■ What needs to be done:
Repeat, exactly and in full, the lines of the listing below, but without any pictures.

■ Material provided:
______________________________
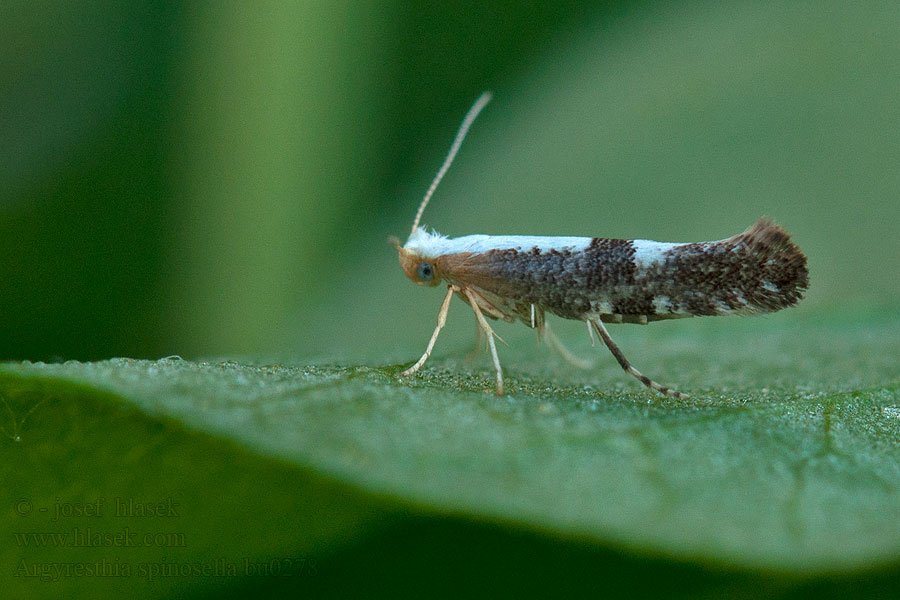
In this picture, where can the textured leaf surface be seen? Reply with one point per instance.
(767, 465)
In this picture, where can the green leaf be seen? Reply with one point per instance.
(784, 459)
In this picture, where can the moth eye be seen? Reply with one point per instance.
(425, 271)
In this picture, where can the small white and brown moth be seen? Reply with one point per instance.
(600, 280)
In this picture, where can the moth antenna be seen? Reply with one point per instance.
(483, 99)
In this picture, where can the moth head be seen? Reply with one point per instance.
(416, 257)
(419, 268)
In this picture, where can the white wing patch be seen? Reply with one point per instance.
(434, 244)
(647, 252)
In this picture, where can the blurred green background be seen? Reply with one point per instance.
(219, 178)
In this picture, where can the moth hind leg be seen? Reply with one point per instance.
(623, 362)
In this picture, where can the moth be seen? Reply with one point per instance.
(599, 280)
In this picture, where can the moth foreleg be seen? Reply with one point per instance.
(553, 341)
(473, 301)
(442, 320)
(604, 335)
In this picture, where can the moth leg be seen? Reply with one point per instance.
(473, 301)
(479, 335)
(442, 320)
(555, 342)
(604, 335)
______________________________
■ Solution for this problem:
In this picture, where can the textured leaf surface be seen? Reply with one point per instance.
(767, 465)
In this picture, where can the green leaf be seen? Reply with one point per instance.
(784, 459)
In this picture, where can the moth eye be seen? Reply with one point per instance.
(425, 271)
In this picture, where can the small white and brown moth be seen? Reply with one point per instance.
(600, 280)
In this picture, where can the moth antenna be seen? Reply with one point per instance.
(483, 99)
In this picture, where can the moth head be seen? Reply with one point per instance.
(416, 257)
(419, 268)
In this picture, where can the white wing patch be seen? Reply with one point per instance.
(434, 244)
(647, 252)
In this picture, where can the blurred green background be seen? Reply with one point per instance.
(219, 178)
In this picture, where can the moth hind leg be seen? Reply with one point per instance.
(623, 362)
In this picture, where can the moth be seen? Reply with one point per instance.
(599, 280)
In this picture, where can the moth foreleg be seen? Reply with one point per instance.
(553, 341)
(473, 301)
(442, 320)
(604, 335)
In this picture, where can the moth leg be seen? Reply with one point per instance.
(473, 301)
(479, 335)
(442, 320)
(555, 342)
(604, 335)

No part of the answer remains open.